STORED RECORDS:

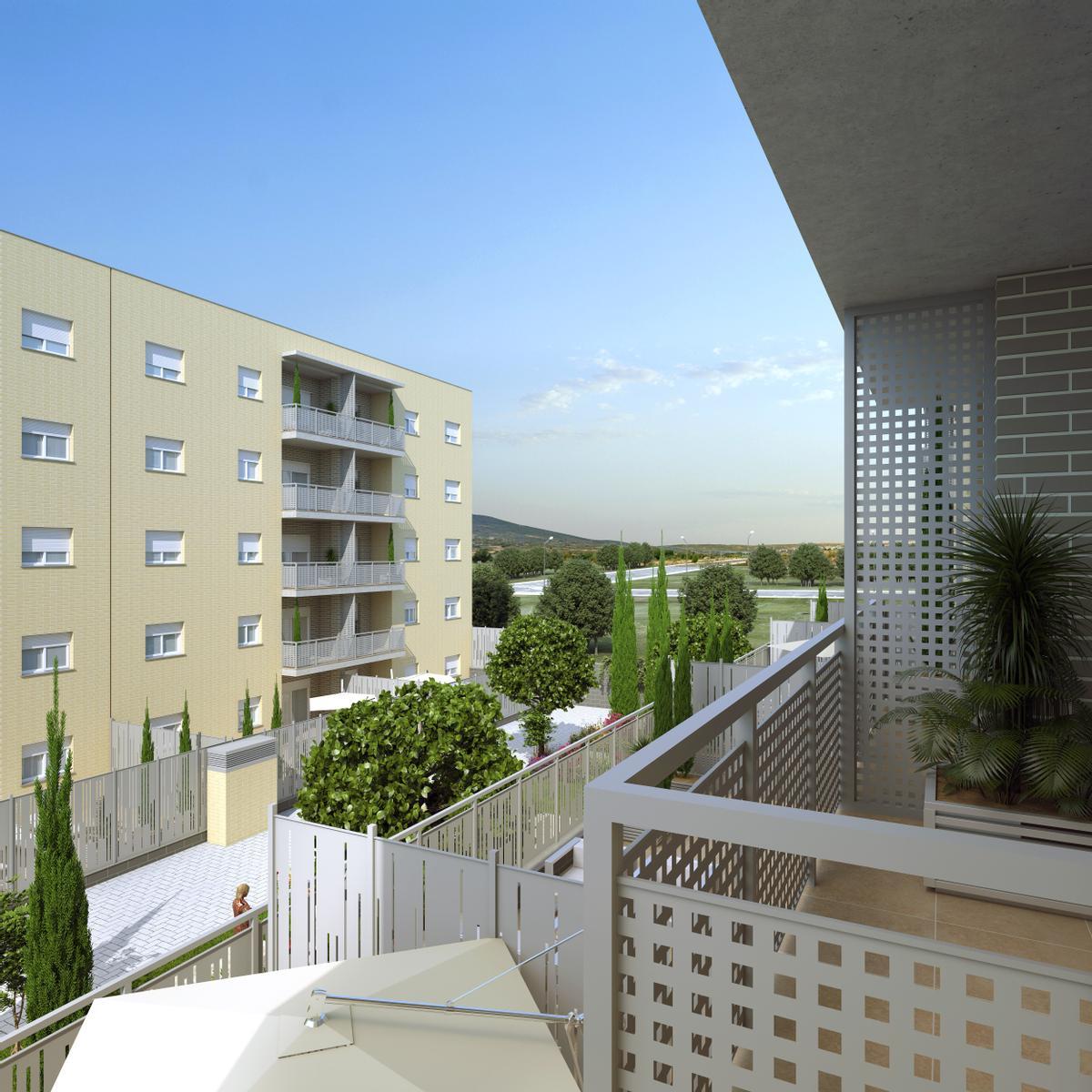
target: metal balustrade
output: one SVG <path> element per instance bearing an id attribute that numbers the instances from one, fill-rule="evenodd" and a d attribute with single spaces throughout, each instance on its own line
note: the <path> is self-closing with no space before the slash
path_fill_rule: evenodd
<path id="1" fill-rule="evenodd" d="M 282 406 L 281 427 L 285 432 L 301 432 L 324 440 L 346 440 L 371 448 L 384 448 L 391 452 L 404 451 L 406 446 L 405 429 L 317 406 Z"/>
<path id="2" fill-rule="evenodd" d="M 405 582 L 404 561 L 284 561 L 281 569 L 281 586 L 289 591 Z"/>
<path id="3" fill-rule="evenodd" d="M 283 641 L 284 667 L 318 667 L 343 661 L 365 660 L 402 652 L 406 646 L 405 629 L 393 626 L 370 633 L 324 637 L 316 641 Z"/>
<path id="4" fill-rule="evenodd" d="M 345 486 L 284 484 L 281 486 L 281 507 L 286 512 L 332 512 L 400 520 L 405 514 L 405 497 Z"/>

* * *

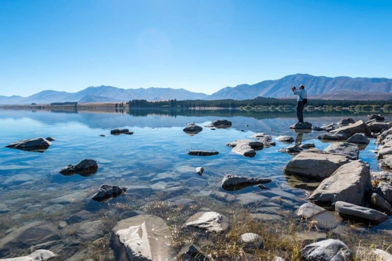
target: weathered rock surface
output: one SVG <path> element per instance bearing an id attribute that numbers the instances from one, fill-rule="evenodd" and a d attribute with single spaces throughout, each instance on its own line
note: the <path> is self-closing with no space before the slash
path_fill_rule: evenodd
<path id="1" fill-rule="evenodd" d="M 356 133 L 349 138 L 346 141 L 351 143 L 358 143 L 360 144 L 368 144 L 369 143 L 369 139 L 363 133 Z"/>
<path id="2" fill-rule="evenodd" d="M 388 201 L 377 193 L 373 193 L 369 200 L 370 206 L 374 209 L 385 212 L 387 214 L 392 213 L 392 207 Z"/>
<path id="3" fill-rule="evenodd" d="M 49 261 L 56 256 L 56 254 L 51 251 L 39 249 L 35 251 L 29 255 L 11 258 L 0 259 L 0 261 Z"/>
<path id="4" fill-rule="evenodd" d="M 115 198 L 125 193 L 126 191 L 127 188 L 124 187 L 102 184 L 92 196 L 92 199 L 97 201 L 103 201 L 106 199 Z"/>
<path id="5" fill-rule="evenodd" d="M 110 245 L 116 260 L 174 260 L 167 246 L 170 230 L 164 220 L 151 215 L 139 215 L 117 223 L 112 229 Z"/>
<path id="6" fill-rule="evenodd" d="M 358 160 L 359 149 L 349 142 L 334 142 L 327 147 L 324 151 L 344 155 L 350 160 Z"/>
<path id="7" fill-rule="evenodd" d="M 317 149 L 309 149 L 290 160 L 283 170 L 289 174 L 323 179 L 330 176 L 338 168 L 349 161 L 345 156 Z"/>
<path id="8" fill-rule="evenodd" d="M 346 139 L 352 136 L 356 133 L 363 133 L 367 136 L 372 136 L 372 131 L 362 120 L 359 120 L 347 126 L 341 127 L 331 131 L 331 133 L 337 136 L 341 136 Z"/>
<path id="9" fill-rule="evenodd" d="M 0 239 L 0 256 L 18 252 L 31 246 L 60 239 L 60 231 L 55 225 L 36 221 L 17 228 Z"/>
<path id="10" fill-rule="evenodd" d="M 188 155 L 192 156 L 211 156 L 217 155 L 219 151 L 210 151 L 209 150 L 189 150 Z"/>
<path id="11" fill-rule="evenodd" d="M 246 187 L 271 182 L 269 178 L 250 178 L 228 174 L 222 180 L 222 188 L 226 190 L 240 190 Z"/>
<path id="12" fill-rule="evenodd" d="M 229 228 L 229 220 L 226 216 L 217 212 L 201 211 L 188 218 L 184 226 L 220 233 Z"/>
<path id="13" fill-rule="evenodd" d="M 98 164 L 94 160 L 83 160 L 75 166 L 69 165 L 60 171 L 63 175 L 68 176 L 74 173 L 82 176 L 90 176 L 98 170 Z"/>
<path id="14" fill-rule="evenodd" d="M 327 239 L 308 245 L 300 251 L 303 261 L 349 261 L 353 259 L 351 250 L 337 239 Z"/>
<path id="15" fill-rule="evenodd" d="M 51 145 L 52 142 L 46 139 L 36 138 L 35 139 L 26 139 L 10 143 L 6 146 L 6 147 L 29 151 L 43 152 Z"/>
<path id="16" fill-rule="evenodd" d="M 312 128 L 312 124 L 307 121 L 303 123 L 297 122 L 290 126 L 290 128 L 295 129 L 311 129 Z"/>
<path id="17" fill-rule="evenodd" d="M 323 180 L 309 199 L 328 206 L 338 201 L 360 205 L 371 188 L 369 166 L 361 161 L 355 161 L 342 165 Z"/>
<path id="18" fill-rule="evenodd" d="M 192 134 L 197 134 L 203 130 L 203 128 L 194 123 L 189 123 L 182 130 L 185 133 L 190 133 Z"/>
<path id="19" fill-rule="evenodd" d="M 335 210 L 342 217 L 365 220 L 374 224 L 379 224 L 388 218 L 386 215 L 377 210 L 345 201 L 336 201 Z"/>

WHAT IS REQUIRED:
Turn the lines of the listing above, from the line containing "target: weathered rock surface" through the line containing "388 201 L 377" (both included), into a Markdown table with the columns Row and Line, leaving out any blank lines.

WRITTEN ANSWER:
| Row | Line |
|---|---|
| 1 | target: weathered rock surface |
| 2 | output: one SVG <path> element per instance bearing an id attribute that numbers the instances from one, fill-rule="evenodd" and a d attribute with single spaces throughout, each instance on its own line |
| 3 | note: the <path> is self-closing with no space before the slash |
| 4 | path_fill_rule: evenodd |
| 5 | <path id="1" fill-rule="evenodd" d="M 356 133 L 349 138 L 346 141 L 351 143 L 358 143 L 360 144 L 368 144 L 369 143 L 369 139 L 363 133 Z"/> |
| 6 | <path id="2" fill-rule="evenodd" d="M 388 201 L 377 193 L 373 193 L 369 200 L 370 206 L 374 209 L 385 212 L 387 214 L 392 213 L 392 207 Z"/> |